▶ Recorded information:
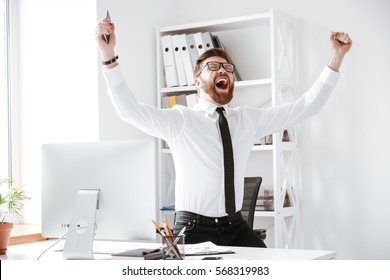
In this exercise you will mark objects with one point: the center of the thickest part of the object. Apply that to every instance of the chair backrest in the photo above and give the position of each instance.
(251, 191)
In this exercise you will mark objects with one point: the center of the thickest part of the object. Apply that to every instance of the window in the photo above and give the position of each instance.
(4, 93)
(53, 85)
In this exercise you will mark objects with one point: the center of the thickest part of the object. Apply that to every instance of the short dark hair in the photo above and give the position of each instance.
(209, 53)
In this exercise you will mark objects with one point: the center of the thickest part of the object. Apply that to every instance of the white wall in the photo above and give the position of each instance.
(345, 155)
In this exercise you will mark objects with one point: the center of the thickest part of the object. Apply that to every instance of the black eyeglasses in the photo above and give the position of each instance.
(215, 66)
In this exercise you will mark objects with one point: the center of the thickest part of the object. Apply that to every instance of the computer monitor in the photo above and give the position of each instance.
(123, 172)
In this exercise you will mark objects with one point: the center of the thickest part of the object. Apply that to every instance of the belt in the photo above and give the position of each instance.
(185, 216)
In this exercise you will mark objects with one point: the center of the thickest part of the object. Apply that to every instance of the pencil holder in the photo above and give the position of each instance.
(173, 247)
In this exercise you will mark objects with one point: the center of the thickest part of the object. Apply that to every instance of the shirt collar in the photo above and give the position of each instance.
(209, 107)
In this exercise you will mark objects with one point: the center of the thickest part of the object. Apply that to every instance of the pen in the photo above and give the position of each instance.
(158, 228)
(169, 240)
(107, 37)
(175, 242)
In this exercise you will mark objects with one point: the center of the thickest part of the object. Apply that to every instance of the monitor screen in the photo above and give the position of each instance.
(124, 172)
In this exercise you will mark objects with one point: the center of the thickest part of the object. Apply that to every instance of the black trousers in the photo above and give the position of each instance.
(223, 231)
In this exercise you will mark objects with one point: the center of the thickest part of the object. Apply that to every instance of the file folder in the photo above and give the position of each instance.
(192, 49)
(184, 50)
(199, 42)
(207, 41)
(179, 61)
(169, 61)
(192, 99)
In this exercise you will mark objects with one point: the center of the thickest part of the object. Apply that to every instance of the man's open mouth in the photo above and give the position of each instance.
(222, 83)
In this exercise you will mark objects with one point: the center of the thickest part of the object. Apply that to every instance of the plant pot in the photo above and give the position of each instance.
(5, 232)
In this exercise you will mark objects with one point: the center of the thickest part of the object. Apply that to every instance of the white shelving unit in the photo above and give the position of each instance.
(262, 47)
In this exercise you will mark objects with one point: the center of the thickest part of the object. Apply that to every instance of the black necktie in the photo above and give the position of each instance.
(230, 202)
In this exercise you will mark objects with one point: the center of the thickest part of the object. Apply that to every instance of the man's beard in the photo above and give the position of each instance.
(221, 98)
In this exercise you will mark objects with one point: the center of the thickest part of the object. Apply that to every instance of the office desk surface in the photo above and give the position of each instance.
(104, 249)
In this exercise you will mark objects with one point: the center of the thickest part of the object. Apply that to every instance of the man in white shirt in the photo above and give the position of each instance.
(193, 135)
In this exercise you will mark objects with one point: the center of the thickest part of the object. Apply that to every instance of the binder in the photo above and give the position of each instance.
(181, 100)
(188, 70)
(171, 100)
(207, 41)
(199, 42)
(169, 61)
(192, 99)
(192, 49)
(179, 61)
(164, 102)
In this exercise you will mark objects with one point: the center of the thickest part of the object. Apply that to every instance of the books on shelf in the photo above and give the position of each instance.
(188, 100)
(180, 52)
(265, 200)
(169, 61)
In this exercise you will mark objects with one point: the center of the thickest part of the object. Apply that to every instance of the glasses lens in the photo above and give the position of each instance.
(213, 66)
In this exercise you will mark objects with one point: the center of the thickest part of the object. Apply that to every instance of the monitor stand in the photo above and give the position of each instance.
(79, 241)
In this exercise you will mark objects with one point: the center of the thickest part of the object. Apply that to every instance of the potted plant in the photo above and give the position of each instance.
(10, 203)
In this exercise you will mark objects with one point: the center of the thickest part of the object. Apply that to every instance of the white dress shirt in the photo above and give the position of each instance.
(193, 137)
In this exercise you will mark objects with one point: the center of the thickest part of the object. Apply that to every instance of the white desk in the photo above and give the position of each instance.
(31, 251)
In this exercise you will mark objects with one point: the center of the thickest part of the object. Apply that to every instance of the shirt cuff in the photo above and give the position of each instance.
(329, 77)
(114, 75)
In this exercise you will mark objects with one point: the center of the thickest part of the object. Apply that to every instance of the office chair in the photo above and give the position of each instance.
(251, 191)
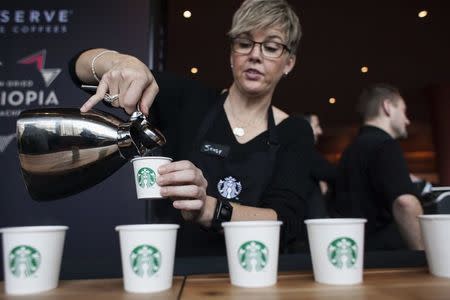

▶ Goal of the exercise:
Report how many lines of the listing above contain the string "shirt", with case taken into account. State only the number.

▶ Worked solution:
4